* begin *

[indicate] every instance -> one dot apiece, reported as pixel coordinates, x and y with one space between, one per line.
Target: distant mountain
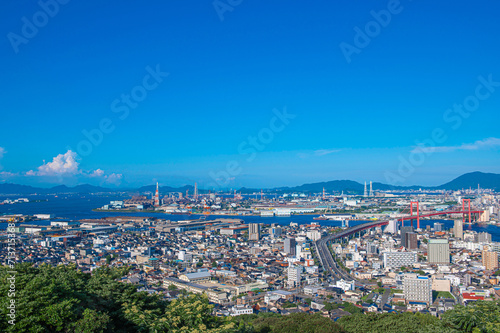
472 180
168 189
8 188
468 180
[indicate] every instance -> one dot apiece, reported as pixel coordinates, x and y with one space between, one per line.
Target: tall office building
254 231
398 259
290 245
438 251
417 288
411 241
458 229
157 196
276 232
371 248
392 227
294 276
490 260
483 237
404 231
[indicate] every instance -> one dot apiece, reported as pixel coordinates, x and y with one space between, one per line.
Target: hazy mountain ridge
465 181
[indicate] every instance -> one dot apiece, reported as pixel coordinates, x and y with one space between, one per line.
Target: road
385 297
325 257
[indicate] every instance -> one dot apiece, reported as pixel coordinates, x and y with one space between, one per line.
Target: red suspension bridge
466 211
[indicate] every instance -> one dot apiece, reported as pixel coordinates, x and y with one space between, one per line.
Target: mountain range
465 181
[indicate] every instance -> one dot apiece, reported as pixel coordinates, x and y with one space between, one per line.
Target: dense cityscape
367 253
232 166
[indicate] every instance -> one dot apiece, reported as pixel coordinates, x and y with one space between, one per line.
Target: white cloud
114 178
319 152
97 173
322 152
66 165
61 165
480 144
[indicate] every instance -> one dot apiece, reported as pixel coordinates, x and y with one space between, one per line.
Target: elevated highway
325 256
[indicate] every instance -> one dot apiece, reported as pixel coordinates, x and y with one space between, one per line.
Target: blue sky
229 80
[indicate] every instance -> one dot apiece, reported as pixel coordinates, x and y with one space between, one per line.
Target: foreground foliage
63 299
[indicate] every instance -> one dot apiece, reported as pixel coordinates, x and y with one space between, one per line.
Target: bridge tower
418 213
463 211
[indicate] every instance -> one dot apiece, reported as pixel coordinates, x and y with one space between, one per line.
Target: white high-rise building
254 231
438 251
398 259
294 276
417 288
392 227
458 229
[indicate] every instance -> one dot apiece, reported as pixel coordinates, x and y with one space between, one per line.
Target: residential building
490 260
254 231
398 259
289 246
404 231
438 251
294 276
417 288
458 229
411 241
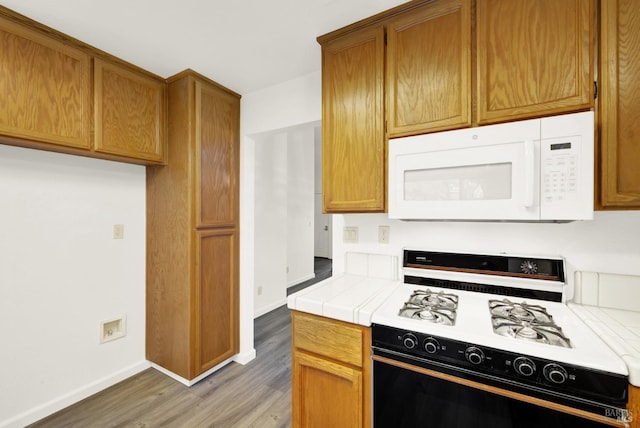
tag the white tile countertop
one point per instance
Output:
(350, 298)
(610, 305)
(353, 296)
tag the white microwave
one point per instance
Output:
(531, 170)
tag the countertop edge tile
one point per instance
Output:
(602, 327)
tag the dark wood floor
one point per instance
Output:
(257, 394)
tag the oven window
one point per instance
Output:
(406, 399)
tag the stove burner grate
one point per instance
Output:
(439, 308)
(526, 322)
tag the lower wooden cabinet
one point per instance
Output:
(331, 373)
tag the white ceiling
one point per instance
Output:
(245, 45)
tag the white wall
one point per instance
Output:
(610, 243)
(283, 221)
(289, 104)
(62, 273)
(270, 222)
(300, 204)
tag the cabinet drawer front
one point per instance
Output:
(334, 339)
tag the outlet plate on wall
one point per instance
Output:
(113, 329)
(350, 234)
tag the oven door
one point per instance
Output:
(407, 396)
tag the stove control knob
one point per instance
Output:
(474, 355)
(555, 373)
(524, 366)
(431, 345)
(409, 340)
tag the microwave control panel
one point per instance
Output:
(560, 170)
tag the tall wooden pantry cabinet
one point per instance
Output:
(192, 231)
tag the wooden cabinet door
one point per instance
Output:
(217, 141)
(216, 299)
(45, 88)
(130, 113)
(535, 57)
(429, 69)
(619, 109)
(353, 141)
(325, 393)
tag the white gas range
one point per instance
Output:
(499, 322)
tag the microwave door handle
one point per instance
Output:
(529, 169)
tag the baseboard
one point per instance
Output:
(245, 357)
(191, 382)
(301, 280)
(269, 308)
(66, 400)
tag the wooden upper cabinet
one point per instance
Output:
(216, 302)
(429, 69)
(130, 113)
(535, 58)
(45, 88)
(353, 141)
(217, 134)
(618, 106)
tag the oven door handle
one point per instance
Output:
(493, 389)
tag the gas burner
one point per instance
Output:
(439, 308)
(526, 322)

* end *

Copy out the material from the line with "tag the microwave control panel" up to and including its final line.

ANSWER FOR THIS EXERCISE:
tag the microwave control panel
one point per instance
Output:
(560, 170)
tag the tall wooden pantry cabinet
one point per instance
Output:
(192, 231)
tag the wooden cabinet door
one point per instance
Output:
(217, 141)
(216, 299)
(45, 88)
(130, 113)
(535, 57)
(429, 69)
(619, 109)
(353, 141)
(325, 393)
tag the white gas range
one point per instance
Output:
(499, 322)
tag the microwave door handle
one point per instance
Output:
(529, 169)
tag the baseboard
one point per instance
Output:
(245, 357)
(191, 382)
(301, 280)
(269, 308)
(66, 400)
tag the wooden upper cabinet
one point per instance
Output:
(216, 302)
(429, 69)
(130, 113)
(535, 58)
(45, 88)
(353, 141)
(217, 134)
(618, 106)
tag the oven door handle
one point per instance
Output:
(493, 389)
tag the gas burner
one point per instance
Output:
(439, 308)
(526, 322)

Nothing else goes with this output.